## Exercise:
With nothing added and nothing dropped, copy the entire listing.

◆ ◆ ◆ ◆ ◆ ◆ ◆

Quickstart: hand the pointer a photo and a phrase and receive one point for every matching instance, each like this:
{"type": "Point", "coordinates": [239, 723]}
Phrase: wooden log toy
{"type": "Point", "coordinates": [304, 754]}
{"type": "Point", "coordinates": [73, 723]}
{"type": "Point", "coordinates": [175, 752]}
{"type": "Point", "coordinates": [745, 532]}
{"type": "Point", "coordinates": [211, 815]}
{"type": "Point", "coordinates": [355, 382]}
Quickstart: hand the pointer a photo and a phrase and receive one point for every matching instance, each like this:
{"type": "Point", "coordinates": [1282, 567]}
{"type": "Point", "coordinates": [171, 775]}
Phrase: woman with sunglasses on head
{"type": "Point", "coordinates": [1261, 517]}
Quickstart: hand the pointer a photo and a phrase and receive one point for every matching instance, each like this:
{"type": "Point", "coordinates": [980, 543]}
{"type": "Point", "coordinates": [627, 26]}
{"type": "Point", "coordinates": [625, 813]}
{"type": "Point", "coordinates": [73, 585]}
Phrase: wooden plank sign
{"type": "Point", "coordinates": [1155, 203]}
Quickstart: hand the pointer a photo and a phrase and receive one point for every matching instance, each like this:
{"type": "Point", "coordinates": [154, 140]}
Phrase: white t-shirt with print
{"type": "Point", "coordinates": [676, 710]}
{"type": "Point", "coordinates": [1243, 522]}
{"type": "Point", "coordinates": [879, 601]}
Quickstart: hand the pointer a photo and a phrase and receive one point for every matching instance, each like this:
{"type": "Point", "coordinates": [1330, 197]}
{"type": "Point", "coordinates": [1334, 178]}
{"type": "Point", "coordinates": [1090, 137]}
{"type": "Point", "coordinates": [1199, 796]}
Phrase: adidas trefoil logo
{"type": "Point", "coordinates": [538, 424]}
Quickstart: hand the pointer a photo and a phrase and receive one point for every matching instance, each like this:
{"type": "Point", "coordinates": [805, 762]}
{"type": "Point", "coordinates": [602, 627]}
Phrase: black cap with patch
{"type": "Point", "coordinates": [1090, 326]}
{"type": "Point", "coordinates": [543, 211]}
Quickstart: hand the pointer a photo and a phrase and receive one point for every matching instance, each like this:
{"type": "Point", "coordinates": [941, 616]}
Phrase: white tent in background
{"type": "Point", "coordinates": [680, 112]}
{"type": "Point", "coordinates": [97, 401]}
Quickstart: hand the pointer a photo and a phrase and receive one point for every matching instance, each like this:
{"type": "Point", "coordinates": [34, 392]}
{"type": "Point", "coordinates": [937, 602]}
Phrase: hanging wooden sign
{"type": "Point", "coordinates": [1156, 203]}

◆ ◆ ◆ ◆ ◆ ◆ ◆

## Written solution:
Quickstart: hand the pointer a photo and a phrase and receive one point for every matching instance, each like this:
{"type": "Point", "coordinates": [239, 723]}
Phrase: wooden log toy
{"type": "Point", "coordinates": [304, 754]}
{"type": "Point", "coordinates": [73, 723]}
{"type": "Point", "coordinates": [175, 752]}
{"type": "Point", "coordinates": [745, 532]}
{"type": "Point", "coordinates": [211, 815]}
{"type": "Point", "coordinates": [355, 382]}
Quickstart: hand the pointer a photo and a phrase and receive one point for every matching instance, each like this:
{"type": "Point", "coordinates": [1282, 567]}
{"type": "Point", "coordinates": [171, 775]}
Phrase: woman with sunglasses on head
{"type": "Point", "coordinates": [1261, 517]}
Quickstart: hand the pointer a photo and a phrase and receive one point for every matching instance, each like this:
{"type": "Point", "coordinates": [980, 543]}
{"type": "Point", "coordinates": [627, 26]}
{"type": "Point", "coordinates": [625, 813]}
{"type": "Point", "coordinates": [73, 585]}
Phrase: wooden plank sign
{"type": "Point", "coordinates": [1155, 203]}
Quickstart: hand the pointer a photo and a phrase and receive one point for every matching instance, each like this:
{"type": "Point", "coordinates": [154, 140]}
Phrase: white t-shirt with print
{"type": "Point", "coordinates": [676, 710]}
{"type": "Point", "coordinates": [1243, 522]}
{"type": "Point", "coordinates": [879, 601]}
Quickstart: hand the pointer a photo and a phrase and receive one point for every matching instance, each like this:
{"type": "Point", "coordinates": [1330, 197]}
{"type": "Point", "coordinates": [1334, 178]}
{"type": "Point", "coordinates": [1090, 137]}
{"type": "Point", "coordinates": [1199, 796]}
Phrase: adidas trefoil logo
{"type": "Point", "coordinates": [538, 424]}
Quickstart: hand the pointer a photo and a phrase and receive one point for every matching instance, each like this:
{"type": "Point", "coordinates": [805, 762]}
{"type": "Point", "coordinates": [602, 627]}
Phrase: black cap with patch
{"type": "Point", "coordinates": [1090, 326]}
{"type": "Point", "coordinates": [543, 211]}
Quickstart: hand the pointer a photo and a phrase and receive one point for every matching instance, each like this:
{"type": "Point", "coordinates": [941, 616]}
Phrase: white tent in background
{"type": "Point", "coordinates": [680, 112]}
{"type": "Point", "coordinates": [97, 401]}
Quickstart: hand the pointer a photo and a phrase and receive one point for every matching instance, each like this:
{"type": "Point", "coordinates": [34, 392]}
{"type": "Point", "coordinates": [937, 602]}
Phrase: hanging wooden sign
{"type": "Point", "coordinates": [1156, 203]}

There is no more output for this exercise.